● **WORK INSTRUCTION**
Select every line of the data below that contains the string "negative", matching case exactly.

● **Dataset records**
Content starts

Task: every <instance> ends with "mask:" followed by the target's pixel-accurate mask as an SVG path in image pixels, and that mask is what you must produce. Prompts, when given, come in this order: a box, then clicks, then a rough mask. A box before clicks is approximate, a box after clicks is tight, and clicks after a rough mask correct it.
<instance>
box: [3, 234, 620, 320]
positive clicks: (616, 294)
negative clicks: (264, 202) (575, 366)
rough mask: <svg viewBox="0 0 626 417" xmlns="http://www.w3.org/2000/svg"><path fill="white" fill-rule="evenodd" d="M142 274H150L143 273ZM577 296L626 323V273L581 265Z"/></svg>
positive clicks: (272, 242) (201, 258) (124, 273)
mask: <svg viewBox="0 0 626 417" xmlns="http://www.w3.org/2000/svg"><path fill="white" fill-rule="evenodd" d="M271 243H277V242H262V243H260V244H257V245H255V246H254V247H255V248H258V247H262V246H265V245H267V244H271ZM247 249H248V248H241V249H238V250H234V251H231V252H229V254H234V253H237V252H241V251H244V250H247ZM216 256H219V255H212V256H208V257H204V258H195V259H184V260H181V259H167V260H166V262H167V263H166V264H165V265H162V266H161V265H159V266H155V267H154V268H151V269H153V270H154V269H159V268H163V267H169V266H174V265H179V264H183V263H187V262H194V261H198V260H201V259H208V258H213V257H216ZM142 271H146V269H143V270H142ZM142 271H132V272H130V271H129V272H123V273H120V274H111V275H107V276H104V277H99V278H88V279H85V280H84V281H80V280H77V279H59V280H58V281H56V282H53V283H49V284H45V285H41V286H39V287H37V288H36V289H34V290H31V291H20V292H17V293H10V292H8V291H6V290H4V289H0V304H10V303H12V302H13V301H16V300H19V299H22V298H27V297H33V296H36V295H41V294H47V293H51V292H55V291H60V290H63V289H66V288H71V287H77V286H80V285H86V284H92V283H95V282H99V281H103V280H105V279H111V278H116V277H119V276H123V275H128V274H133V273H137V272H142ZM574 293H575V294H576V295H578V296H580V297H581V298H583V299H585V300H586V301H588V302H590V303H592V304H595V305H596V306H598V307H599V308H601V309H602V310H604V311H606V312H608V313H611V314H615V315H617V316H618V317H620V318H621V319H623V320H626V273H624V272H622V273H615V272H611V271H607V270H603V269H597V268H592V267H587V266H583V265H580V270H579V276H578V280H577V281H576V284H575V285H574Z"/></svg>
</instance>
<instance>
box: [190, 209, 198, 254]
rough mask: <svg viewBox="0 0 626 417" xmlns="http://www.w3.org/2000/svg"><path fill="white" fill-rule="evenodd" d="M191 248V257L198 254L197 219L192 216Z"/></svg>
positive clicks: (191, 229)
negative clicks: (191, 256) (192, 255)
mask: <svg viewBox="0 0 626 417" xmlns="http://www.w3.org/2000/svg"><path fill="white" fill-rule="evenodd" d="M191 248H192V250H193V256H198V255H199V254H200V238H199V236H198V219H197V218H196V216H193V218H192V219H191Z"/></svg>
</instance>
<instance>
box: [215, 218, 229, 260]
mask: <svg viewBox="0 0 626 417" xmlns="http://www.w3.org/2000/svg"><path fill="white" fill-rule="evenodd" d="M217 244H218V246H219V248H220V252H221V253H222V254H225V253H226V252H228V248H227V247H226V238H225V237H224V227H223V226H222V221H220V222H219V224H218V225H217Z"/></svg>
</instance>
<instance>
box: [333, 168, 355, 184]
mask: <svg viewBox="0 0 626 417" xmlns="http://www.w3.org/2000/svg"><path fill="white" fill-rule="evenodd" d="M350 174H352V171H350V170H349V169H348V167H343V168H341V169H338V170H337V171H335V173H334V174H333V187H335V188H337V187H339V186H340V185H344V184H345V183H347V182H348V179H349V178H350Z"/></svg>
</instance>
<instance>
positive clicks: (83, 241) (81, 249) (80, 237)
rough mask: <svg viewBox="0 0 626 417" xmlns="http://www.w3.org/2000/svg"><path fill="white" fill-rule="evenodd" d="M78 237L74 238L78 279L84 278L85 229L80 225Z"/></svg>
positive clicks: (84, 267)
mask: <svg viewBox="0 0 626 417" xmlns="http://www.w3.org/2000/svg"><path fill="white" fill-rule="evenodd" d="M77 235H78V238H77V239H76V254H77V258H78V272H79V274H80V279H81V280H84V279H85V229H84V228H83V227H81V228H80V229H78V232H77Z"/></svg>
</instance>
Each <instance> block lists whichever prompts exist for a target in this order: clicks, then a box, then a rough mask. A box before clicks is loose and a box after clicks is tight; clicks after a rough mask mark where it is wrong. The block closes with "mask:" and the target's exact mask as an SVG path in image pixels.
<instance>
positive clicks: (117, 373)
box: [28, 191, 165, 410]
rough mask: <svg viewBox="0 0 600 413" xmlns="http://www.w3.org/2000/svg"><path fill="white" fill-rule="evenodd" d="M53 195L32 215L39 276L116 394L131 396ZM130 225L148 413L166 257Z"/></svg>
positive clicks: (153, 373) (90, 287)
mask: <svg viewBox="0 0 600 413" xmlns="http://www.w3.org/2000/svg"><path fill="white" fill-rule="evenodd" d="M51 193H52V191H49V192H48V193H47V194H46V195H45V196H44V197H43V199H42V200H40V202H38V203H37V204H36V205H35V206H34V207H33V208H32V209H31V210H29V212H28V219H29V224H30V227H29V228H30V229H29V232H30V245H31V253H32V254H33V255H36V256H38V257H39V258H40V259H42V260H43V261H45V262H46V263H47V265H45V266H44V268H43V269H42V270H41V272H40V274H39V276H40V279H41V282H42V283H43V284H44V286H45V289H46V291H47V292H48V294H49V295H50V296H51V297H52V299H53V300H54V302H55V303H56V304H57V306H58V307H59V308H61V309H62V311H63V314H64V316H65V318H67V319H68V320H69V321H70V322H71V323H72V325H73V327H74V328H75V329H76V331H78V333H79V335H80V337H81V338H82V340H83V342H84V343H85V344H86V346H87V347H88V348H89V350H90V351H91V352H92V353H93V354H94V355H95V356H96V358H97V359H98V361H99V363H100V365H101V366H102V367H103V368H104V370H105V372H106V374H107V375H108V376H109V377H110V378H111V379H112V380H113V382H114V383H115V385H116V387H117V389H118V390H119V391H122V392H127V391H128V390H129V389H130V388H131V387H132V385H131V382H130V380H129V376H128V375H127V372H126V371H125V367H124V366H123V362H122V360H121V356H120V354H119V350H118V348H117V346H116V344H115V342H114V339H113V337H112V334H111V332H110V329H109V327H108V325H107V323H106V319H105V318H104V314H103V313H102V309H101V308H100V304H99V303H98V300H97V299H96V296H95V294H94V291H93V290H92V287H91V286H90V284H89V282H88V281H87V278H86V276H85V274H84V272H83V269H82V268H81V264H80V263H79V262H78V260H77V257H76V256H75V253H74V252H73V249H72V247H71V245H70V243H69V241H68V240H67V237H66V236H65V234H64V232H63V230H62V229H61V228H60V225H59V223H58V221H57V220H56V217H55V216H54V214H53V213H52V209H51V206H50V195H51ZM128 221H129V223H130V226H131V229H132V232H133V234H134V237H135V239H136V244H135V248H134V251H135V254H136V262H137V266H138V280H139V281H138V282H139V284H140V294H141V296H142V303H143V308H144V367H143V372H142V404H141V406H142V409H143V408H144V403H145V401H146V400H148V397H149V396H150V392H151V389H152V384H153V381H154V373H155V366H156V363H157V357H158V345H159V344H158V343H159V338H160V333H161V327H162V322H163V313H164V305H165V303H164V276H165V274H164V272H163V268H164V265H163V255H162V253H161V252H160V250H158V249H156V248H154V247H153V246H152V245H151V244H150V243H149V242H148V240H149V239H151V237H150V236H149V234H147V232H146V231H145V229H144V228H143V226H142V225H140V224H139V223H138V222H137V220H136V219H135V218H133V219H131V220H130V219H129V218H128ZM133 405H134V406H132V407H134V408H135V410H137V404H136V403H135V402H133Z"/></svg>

Content ends
Content starts

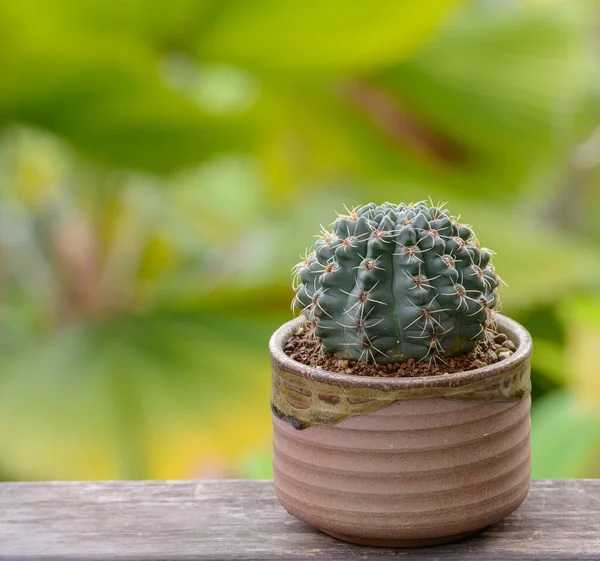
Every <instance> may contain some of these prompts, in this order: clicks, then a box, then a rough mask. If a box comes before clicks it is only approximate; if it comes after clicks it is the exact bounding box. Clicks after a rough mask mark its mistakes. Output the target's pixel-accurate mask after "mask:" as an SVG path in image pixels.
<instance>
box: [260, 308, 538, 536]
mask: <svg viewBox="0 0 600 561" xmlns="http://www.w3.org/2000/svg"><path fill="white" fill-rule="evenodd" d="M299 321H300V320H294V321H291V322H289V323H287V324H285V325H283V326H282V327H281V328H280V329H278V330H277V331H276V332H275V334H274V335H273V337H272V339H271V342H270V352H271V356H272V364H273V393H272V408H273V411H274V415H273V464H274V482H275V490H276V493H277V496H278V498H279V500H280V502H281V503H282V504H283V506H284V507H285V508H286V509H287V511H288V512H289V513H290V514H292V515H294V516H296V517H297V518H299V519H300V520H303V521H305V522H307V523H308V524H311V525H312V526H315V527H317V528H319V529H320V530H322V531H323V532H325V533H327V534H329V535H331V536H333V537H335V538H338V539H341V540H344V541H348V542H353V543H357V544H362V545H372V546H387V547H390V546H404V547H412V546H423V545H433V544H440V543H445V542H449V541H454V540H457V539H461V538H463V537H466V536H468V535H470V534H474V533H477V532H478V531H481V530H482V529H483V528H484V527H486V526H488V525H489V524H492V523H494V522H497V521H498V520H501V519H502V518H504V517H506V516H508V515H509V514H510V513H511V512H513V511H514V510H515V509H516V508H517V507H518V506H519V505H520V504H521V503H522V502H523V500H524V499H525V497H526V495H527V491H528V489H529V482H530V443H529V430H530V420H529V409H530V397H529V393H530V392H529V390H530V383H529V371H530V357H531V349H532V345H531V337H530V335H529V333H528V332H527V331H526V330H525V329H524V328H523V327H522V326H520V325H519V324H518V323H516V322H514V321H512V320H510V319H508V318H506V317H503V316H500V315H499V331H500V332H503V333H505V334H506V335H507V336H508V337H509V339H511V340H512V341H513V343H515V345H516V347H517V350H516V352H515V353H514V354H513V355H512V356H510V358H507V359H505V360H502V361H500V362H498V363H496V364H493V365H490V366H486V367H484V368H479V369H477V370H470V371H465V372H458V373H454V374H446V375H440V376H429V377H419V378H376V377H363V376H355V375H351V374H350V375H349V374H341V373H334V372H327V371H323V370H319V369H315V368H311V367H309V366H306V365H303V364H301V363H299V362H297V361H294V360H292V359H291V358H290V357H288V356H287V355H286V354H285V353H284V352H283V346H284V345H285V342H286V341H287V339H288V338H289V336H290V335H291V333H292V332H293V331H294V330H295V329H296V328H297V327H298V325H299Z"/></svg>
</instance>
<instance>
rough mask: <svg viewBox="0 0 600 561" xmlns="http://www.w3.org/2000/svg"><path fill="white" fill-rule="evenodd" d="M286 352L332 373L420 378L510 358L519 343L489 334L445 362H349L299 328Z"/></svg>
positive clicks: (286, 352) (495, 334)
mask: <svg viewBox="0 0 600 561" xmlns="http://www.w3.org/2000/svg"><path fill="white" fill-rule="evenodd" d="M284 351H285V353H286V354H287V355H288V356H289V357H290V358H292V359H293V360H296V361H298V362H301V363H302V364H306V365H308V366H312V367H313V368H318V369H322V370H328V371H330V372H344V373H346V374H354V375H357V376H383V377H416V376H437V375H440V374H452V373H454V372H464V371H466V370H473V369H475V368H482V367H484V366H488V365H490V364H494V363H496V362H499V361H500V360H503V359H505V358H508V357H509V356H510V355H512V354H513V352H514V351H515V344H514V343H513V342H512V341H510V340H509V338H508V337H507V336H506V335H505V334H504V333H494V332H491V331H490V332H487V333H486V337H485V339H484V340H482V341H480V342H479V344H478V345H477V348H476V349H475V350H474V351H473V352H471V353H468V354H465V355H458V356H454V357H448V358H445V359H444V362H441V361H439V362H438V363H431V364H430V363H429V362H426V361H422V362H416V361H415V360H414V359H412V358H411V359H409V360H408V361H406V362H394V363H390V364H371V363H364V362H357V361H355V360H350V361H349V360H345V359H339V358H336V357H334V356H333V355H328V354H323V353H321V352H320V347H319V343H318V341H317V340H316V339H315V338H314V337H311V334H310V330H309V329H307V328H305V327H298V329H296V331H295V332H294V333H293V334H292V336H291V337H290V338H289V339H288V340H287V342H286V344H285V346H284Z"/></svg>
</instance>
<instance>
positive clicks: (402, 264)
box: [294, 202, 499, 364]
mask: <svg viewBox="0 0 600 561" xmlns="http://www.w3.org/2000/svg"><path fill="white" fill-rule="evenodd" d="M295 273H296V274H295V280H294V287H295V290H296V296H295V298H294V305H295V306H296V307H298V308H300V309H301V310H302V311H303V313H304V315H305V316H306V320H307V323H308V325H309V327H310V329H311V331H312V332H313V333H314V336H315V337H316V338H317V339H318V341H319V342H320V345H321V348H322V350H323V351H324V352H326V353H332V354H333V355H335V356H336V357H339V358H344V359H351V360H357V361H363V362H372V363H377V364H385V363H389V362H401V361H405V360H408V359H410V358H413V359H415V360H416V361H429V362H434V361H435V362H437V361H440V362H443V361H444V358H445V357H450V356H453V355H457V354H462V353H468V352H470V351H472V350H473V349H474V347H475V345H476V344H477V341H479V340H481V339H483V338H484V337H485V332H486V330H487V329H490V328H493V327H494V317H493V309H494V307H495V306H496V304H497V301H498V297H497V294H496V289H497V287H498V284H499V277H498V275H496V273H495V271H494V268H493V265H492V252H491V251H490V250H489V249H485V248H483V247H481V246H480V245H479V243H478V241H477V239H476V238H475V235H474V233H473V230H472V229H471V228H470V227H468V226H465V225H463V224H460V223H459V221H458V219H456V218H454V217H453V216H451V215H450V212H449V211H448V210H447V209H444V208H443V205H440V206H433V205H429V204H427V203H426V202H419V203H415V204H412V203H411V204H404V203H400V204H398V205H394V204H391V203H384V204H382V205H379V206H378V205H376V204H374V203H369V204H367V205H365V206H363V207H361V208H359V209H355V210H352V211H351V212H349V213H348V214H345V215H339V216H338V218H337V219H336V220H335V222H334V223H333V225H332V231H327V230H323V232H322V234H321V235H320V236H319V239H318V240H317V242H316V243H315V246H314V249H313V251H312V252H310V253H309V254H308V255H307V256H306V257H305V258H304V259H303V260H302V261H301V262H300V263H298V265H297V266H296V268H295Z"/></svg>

Content ends

● **ANSWER FOR THIS EXERCISE**
negative clicks: (264, 202) (575, 366)
negative clicks: (191, 256) (192, 255)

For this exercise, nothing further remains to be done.